§ TASK BRIEF
Identify each line below that contains the string "building" and copy those lines out, treating uppercase and lowercase as different.

§ MATERIAL
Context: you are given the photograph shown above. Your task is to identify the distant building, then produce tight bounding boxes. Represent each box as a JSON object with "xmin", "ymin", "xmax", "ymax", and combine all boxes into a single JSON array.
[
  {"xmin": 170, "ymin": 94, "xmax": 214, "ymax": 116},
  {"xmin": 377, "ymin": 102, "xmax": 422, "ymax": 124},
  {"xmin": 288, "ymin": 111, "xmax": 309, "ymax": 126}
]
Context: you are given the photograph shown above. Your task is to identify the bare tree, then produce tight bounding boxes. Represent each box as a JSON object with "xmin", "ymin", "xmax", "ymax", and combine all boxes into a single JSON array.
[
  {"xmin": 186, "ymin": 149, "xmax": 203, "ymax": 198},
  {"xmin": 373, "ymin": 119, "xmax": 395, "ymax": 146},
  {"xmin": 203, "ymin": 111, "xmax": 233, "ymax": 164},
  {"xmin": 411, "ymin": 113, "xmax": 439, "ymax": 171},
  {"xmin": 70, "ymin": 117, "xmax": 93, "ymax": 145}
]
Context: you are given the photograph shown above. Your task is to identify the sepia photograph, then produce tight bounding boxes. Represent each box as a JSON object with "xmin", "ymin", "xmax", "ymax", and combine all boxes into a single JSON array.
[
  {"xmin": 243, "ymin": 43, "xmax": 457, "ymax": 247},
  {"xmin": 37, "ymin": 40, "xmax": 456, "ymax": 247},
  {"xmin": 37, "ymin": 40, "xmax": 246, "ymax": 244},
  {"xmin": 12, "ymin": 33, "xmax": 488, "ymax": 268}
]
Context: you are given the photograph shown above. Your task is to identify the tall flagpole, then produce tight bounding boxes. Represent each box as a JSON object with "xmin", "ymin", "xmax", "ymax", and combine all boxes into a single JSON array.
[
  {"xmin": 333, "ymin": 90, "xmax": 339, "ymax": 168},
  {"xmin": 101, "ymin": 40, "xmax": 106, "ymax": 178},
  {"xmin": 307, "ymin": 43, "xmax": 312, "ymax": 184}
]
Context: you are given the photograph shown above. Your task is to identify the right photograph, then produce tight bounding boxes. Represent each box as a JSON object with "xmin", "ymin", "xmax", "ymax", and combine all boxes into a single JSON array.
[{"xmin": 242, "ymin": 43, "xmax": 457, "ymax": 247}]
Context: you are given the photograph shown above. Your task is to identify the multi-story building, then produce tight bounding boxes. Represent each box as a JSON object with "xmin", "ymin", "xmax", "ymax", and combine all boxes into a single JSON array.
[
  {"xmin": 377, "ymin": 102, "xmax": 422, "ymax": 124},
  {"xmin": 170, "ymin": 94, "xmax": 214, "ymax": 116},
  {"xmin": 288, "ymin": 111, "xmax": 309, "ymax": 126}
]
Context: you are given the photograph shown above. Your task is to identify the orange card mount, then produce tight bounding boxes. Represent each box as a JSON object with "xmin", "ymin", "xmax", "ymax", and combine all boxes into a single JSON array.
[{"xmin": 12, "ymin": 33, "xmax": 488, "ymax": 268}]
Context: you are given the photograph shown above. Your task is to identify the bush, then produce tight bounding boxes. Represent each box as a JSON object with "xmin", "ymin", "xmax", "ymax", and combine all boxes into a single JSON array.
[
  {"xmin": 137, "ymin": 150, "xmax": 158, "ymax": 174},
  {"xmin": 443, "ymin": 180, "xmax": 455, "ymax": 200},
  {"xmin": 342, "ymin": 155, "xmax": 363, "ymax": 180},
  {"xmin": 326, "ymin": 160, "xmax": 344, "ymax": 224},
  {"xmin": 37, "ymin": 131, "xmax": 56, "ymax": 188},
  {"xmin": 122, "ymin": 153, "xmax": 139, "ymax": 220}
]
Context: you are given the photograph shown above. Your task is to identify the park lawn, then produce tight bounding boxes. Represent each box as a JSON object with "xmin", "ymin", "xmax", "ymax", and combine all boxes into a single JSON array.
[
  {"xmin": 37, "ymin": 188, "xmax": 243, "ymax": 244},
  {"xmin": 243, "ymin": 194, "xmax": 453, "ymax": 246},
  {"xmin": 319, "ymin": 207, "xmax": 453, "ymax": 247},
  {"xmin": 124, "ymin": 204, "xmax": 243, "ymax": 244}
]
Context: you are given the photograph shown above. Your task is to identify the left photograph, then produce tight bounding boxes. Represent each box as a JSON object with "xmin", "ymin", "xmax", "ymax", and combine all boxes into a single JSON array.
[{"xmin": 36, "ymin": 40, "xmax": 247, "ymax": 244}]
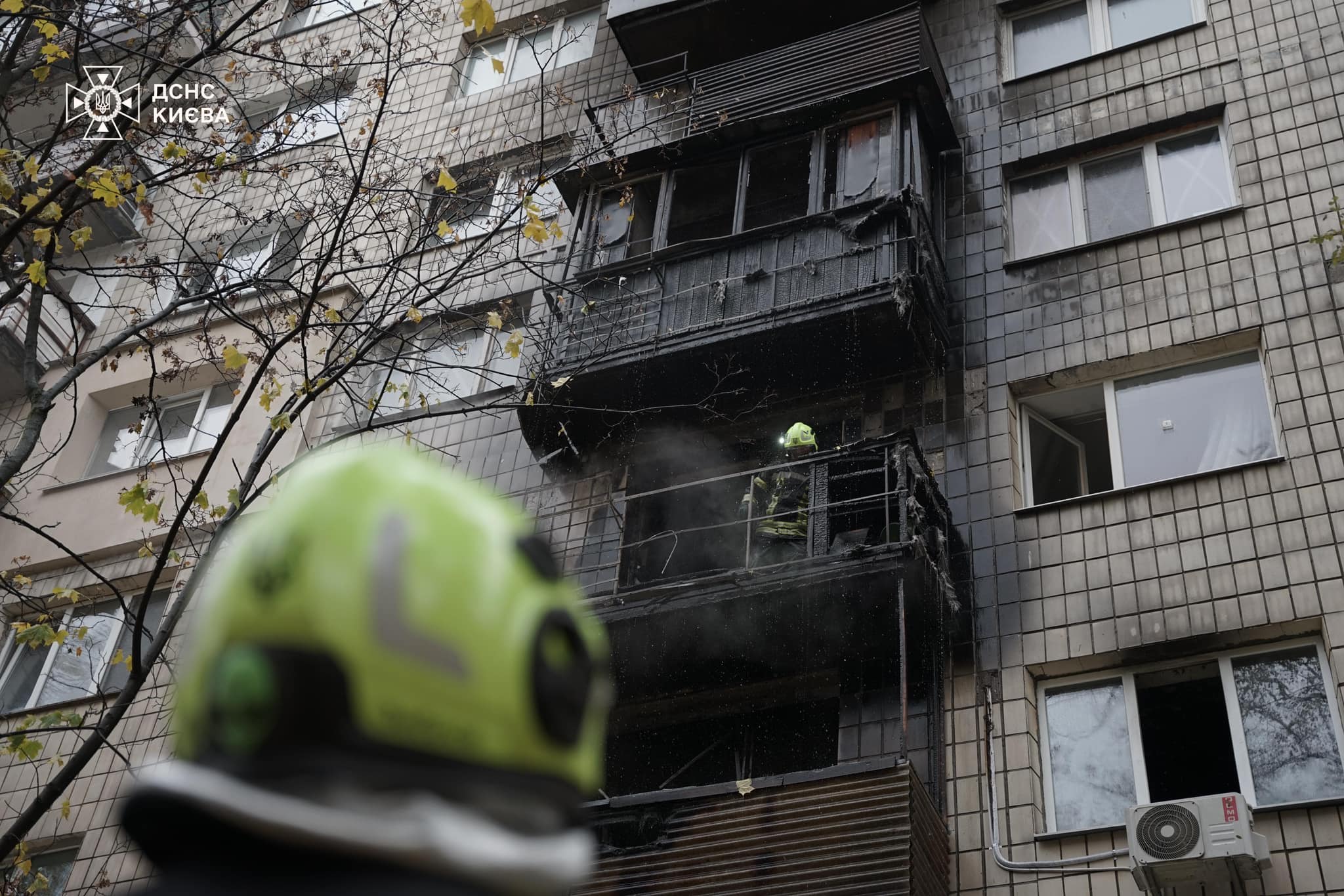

§ RESPONSE
Context: you are given the photograph shown above. Your task is to identify the distant building, then produce tight bounding boxes. Represent each box as a JSON object with "xmin", "ymin", "xmax", "ymax", and combine all boxes into a single JSON array.
Context: you are given the photograph shown above. Your task is to identify the multi-story building, then produce tight bounding boxes. Represent each box as a JSON object with "xmin", "ymin", "xmax", "ymax", and combine all boxes into a single JSON array.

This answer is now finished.